* [Do this] Rewrite the rows from the line with "Report the location of each instance of the wispy" to the line with "x=270, y=483", replacing "Query" with "Label" and keeping everything else the same. Return only those lines.

— BEGIN Material shown —

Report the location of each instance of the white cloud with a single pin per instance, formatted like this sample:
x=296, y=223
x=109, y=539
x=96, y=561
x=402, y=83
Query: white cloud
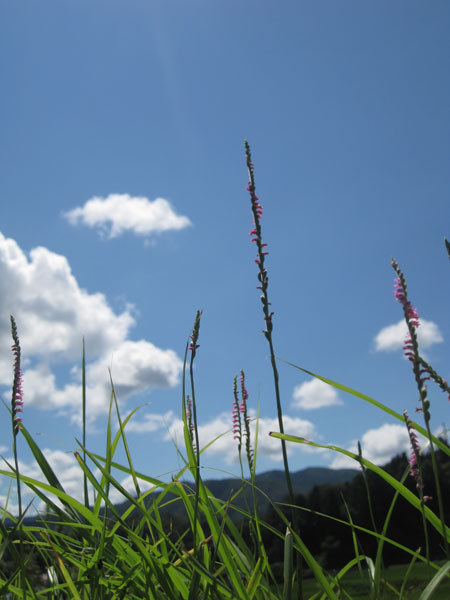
x=118, y=213
x=226, y=446
x=378, y=445
x=392, y=337
x=53, y=313
x=151, y=422
x=314, y=394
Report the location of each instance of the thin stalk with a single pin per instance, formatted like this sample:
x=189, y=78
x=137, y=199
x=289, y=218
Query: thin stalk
x=193, y=347
x=264, y=282
x=83, y=387
x=411, y=348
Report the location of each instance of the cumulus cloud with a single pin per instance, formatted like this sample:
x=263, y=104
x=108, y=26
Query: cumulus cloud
x=53, y=314
x=392, y=337
x=314, y=394
x=118, y=213
x=226, y=446
x=378, y=445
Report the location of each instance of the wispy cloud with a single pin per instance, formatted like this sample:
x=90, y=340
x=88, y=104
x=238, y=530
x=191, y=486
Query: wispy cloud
x=53, y=314
x=226, y=446
x=119, y=213
x=392, y=337
x=378, y=445
x=314, y=394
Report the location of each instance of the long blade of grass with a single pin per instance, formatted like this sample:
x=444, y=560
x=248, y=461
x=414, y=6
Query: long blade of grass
x=404, y=491
x=370, y=400
x=434, y=583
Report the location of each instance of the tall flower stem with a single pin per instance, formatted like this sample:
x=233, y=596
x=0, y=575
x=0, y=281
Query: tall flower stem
x=263, y=285
x=411, y=348
x=16, y=410
x=16, y=405
x=193, y=348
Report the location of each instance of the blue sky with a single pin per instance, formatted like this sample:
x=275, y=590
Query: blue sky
x=124, y=210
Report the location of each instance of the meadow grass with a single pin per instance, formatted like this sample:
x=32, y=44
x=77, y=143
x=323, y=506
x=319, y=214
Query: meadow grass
x=91, y=549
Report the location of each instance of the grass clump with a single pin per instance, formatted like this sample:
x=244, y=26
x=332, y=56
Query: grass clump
x=222, y=548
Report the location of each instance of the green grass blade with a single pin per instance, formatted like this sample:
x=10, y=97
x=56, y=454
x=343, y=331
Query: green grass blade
x=404, y=491
x=370, y=400
x=434, y=583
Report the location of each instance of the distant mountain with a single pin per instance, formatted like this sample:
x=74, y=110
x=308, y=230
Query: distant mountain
x=273, y=484
x=270, y=483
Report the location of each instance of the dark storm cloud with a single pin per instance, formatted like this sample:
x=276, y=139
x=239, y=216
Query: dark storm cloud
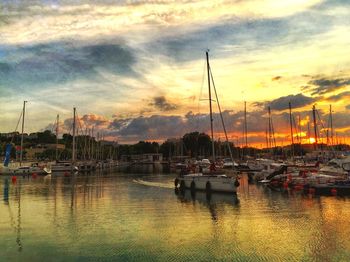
x=276, y=78
x=297, y=101
x=161, y=103
x=339, y=97
x=158, y=127
x=323, y=86
x=55, y=63
x=153, y=127
x=241, y=35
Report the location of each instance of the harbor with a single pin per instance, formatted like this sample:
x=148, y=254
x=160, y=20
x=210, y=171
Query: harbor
x=117, y=216
x=199, y=130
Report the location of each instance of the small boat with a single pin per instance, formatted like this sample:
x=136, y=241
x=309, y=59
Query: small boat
x=207, y=182
x=63, y=167
x=212, y=179
x=25, y=170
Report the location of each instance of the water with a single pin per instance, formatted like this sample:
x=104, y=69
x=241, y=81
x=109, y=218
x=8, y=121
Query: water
x=123, y=217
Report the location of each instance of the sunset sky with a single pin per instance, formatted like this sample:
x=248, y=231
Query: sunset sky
x=135, y=70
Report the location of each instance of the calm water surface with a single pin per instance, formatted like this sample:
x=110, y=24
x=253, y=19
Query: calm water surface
x=129, y=217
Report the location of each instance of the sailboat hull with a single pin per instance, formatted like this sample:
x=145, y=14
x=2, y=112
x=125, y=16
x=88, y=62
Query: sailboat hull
x=220, y=183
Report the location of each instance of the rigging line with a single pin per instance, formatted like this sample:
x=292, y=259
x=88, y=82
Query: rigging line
x=319, y=118
x=200, y=96
x=222, y=119
x=296, y=130
x=19, y=120
x=273, y=133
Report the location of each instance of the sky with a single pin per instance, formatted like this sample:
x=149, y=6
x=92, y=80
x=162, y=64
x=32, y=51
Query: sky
x=135, y=70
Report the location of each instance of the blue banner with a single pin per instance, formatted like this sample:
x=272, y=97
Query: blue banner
x=7, y=154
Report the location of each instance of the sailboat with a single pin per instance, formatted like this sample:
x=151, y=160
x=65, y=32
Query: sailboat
x=66, y=166
x=211, y=181
x=22, y=169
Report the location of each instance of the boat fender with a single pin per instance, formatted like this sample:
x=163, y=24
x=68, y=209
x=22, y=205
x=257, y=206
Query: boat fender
x=193, y=186
x=176, y=182
x=237, y=183
x=334, y=191
x=182, y=185
x=208, y=187
x=312, y=190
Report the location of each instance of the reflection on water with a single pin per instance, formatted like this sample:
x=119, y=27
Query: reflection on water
x=140, y=217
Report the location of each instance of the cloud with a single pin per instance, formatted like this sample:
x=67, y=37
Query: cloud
x=66, y=19
x=297, y=101
x=339, y=97
x=58, y=63
x=276, y=78
x=161, y=127
x=323, y=86
x=161, y=103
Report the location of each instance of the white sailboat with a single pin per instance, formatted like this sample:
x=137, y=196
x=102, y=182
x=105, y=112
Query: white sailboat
x=209, y=181
x=60, y=167
x=21, y=169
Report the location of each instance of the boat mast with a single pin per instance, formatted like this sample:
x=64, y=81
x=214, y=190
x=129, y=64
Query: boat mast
x=73, y=150
x=210, y=107
x=315, y=126
x=23, y=113
x=245, y=126
x=331, y=118
x=57, y=126
x=291, y=130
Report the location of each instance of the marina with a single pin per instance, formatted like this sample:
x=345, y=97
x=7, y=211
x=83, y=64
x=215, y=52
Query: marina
x=119, y=216
x=174, y=130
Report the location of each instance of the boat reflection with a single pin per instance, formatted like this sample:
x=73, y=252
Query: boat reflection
x=207, y=199
x=16, y=225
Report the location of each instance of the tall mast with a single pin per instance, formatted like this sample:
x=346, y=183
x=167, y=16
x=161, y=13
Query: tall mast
x=210, y=107
x=245, y=124
x=57, y=126
x=270, y=128
x=73, y=151
x=291, y=129
x=315, y=125
x=23, y=113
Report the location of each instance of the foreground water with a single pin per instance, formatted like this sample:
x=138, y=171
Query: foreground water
x=140, y=217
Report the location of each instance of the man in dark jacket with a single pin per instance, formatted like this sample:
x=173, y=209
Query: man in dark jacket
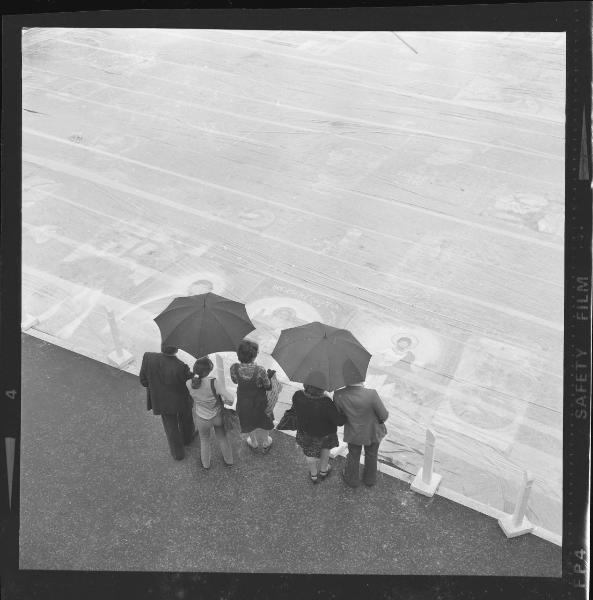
x=165, y=377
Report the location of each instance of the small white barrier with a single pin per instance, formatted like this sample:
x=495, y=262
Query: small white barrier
x=340, y=450
x=427, y=481
x=517, y=524
x=119, y=357
x=10, y=446
x=28, y=321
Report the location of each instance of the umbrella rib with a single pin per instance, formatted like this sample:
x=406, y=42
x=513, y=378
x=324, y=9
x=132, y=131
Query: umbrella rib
x=213, y=314
x=190, y=316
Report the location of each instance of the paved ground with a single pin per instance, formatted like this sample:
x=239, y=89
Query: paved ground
x=99, y=491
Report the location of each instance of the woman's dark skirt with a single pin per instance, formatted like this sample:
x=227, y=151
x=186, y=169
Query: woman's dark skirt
x=312, y=446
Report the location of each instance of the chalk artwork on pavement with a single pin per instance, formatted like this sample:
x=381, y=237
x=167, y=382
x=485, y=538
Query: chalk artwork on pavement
x=272, y=314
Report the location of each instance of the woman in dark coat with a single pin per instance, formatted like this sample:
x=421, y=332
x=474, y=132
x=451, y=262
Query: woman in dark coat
x=252, y=382
x=317, y=423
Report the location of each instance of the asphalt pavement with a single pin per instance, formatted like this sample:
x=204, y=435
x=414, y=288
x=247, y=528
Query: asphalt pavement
x=100, y=491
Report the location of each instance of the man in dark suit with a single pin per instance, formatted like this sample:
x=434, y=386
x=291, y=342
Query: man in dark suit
x=165, y=377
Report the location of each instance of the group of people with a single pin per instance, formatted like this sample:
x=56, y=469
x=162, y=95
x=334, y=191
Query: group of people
x=193, y=401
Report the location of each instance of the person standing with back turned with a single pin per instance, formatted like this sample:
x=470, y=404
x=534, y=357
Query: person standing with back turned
x=365, y=417
x=165, y=377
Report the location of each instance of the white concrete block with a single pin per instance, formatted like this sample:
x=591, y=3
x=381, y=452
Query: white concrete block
x=426, y=489
x=513, y=530
x=120, y=359
x=341, y=450
x=28, y=321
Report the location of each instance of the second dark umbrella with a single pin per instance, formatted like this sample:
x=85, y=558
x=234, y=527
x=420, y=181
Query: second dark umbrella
x=321, y=355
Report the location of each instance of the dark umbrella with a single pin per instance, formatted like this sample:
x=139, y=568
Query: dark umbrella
x=203, y=324
x=320, y=355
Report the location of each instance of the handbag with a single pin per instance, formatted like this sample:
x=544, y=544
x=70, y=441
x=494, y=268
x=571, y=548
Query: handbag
x=288, y=422
x=272, y=394
x=229, y=416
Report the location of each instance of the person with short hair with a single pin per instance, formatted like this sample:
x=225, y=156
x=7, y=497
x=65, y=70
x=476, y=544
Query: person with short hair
x=207, y=397
x=164, y=376
x=317, y=423
x=365, y=426
x=252, y=382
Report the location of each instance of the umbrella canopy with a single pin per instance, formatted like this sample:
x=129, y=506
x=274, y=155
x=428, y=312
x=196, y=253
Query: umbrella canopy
x=203, y=324
x=320, y=355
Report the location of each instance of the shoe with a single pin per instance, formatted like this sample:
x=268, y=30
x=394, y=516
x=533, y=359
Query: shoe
x=324, y=474
x=250, y=444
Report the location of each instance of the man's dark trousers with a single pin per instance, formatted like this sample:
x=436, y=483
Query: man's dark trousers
x=180, y=429
x=352, y=469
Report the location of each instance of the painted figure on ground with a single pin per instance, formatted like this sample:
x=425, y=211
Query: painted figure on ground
x=165, y=377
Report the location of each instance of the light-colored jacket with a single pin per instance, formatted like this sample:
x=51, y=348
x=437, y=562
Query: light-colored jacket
x=365, y=414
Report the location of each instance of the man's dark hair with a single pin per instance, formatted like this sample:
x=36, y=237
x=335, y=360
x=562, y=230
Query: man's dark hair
x=247, y=351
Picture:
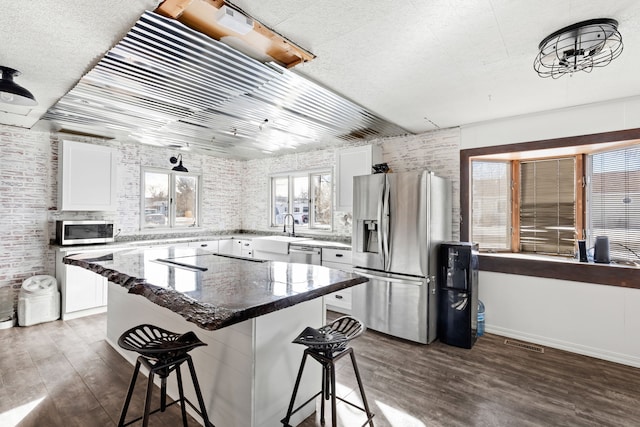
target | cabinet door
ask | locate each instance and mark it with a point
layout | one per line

— END Material shown —

* [Exercise solution]
Report the location of each instance of the wispy cloud with a single pin per instance, formatted like this sample:
x=90, y=340
x=88, y=104
x=238, y=530
x=191, y=486
Label: wispy cloud
x=53, y=314
x=226, y=446
x=119, y=213
x=392, y=337
x=378, y=445
x=314, y=394
Report the location of each instance of the long blade of grass with a single pin per instance, formatted like this sample:
x=444, y=560
x=248, y=461
x=414, y=6
Label: long blade of grass
x=404, y=491
x=370, y=400
x=434, y=583
Report the location of each instance of the tall flower stem with a single pin per instance, formatted like this sample:
x=233, y=596
x=0, y=575
x=0, y=281
Label: tall flower stem
x=263, y=285
x=411, y=348
x=16, y=410
x=16, y=405
x=193, y=348
Report the location of each instance of the blue sky with a single pin per instance, formatted like this sample:
x=275, y=590
Label: blue sky
x=124, y=210
Report the location of each instance of the meadow grass with a single pin per instance, formatted like this sample:
x=32, y=44
x=77, y=143
x=323, y=506
x=319, y=214
Label: meadow grass
x=91, y=549
Report the location of each instance of the grass clump with a single pin per instance, formatted like this sample:
x=244, y=26
x=332, y=56
Label: grass clump
x=222, y=548
Report the location of each instance of the green grass blade with a single pin per instance, formatted like this sample:
x=10, y=97
x=56, y=454
x=343, y=331
Label: green grass blade
x=404, y=491
x=370, y=400
x=434, y=583
Report the location of each instance of the distant mountain with a single pin per instance, formatted like this sample:
x=74, y=110
x=308, y=230
Label: distant mountain
x=273, y=484
x=270, y=483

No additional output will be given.